--- Begin Excerpt provided ---

Prisons: Correctional Officers
Changes In The Correctional Officer Role
The organizational goals of American prisons define the role of the correctional officer (Hepburn and Albonetti). Prior to the 1960s the sole expectation for C.O.s was that they be custody-oriented. Recruitment standards were low or nonexistent. Applicants were required to have only a minimal level of education and, in many prisons, education was not a consideration in hiring. The primary incentive for prison employment was the security offered by civil service employment in a job that some found more appealing and lucrative than farming, mining, or manufacturing work. People were also forced into prison work by unfortunate circumstances, such as the unavailability of jobs (Jacobs and Retsky) or because of layoffs, injuries, or failure in their initial choice of occupation (Lombardo). As a result, the typical officer was a rural, white male possessing limited education, politically conservative, brutal, slow to accept change, who often came to corrections at a relatively late age after mixed success in civilian life or retirement from the military (Philliber).
Training was typically on the job and often involved nothing more than a new recruit being handed a set of cell block keys and being told to learn the job as quickly as possible. The custody-oriented C.O. role definition was unambiguous. They were to maintain security and control through enforcement of institutional rules. The ability to accomplish this goal was based on their unchallenged power to accuse and punish inmates for rule violations with no regard for due process or inmate rights. Inmate control methods relied on physical coercion and discipline, and C.O.s were called guards because guarding inmates was all that was expected of them. As a result there has always been a widespread public perception that C.O.s are low in intelligence, brutal, alienated, cynical, burned out, stressed, and repressors of minority individuals (Philliber).

--- End Excerpt provided ---

Stated task a: Transcribe the passage on correctional officers from "Training was typically" to "minority individuals (Philliber).".
The passage on correctional officers has no connection to the listing that comes after it.

--- Begin Input data ---

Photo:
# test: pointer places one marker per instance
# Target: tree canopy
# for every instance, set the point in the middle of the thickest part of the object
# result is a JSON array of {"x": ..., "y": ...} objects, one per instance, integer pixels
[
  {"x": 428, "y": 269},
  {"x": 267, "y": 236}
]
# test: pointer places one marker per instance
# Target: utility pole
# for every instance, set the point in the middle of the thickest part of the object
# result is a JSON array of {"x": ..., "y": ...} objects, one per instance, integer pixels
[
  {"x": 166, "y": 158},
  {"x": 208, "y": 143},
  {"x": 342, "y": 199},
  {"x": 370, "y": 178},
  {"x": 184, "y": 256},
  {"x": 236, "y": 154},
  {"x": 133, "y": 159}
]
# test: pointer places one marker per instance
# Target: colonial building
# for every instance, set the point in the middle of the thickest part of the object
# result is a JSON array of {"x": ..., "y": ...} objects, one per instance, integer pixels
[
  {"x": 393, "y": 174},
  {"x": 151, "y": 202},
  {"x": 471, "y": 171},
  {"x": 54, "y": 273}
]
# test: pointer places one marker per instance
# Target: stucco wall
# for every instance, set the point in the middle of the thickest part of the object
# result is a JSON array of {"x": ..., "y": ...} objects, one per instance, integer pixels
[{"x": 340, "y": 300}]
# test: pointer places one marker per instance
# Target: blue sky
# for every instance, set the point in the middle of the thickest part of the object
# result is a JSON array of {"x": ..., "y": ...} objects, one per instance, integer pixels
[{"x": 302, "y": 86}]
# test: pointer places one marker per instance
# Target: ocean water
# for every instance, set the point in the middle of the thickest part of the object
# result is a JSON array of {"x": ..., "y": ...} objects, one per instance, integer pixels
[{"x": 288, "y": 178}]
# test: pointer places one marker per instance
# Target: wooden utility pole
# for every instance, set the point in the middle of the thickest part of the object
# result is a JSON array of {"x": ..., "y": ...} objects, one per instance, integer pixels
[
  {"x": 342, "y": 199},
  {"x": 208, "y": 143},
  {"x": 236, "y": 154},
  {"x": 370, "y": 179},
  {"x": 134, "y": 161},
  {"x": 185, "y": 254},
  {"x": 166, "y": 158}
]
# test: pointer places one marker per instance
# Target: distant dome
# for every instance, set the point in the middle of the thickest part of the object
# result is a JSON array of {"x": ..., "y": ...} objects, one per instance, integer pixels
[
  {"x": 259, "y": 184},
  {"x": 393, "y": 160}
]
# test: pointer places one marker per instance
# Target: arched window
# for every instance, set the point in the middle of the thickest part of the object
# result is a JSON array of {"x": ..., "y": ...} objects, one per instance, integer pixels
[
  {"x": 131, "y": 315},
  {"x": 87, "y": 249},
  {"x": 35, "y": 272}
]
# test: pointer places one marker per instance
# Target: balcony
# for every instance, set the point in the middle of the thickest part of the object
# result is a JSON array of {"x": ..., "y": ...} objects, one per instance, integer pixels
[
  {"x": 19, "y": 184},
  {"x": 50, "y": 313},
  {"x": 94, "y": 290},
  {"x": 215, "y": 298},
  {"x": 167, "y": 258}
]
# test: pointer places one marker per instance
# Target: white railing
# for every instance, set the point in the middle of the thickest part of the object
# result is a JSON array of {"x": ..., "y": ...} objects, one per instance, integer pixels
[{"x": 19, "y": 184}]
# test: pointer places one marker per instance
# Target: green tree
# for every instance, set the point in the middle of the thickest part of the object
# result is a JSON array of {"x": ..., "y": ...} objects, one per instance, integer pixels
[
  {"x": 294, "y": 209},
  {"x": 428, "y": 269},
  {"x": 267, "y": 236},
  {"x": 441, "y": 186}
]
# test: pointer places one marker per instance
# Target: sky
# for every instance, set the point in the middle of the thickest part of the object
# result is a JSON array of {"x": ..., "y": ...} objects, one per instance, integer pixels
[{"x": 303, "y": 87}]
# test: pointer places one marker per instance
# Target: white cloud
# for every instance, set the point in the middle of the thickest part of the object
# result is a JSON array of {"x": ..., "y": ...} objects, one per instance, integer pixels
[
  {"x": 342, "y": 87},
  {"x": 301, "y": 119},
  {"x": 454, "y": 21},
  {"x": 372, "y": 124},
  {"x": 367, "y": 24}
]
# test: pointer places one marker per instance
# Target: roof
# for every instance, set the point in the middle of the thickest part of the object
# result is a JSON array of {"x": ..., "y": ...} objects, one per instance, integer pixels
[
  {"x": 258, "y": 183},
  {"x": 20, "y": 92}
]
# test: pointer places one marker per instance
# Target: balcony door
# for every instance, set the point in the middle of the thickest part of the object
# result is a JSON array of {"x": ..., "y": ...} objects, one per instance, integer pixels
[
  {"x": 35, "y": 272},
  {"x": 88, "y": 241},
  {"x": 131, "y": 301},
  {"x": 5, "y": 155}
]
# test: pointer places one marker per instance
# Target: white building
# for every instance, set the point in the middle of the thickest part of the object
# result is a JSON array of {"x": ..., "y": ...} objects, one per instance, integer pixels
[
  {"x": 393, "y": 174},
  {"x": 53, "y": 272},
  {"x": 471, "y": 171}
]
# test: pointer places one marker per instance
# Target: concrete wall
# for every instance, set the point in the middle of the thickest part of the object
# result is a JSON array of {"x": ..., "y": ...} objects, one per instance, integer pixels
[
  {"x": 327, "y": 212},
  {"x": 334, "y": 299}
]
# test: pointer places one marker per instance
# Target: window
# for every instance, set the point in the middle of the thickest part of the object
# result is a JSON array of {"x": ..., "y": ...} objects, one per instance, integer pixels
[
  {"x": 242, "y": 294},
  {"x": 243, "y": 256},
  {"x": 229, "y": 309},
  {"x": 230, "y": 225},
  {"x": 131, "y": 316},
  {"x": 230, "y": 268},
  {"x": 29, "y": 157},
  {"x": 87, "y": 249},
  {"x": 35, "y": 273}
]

--- End Input data ---

Stated task b: Pull out every line of the listing that contains the string "tree". Case must match.

Complete response a:
Training was typically on the job and often involved nothing more than a new recruit being handed a set of cell block keys and being told to learn the job as quickly as possible. The custody-oriented C.O. role definition was unambiguous. They were to maintain security and control through enforcement of institutional rules. The ability to accomplish this goal was based on their unchallenged power to accuse and punish inmates for rule violations with no regard for due process or inmate rights. Inmate control methods relied on physical coercion and discipline, and C.O.s were called guards because guarding inmates was all that was expected of them. As a result there has always been a widespread public perception that C.O.s are low in intelligence, brutal, alienated, cynical, burned out, stressed, and repressors of minority individuals (Philliber).

Complete response b:
# Target: tree canopy
# Target: green tree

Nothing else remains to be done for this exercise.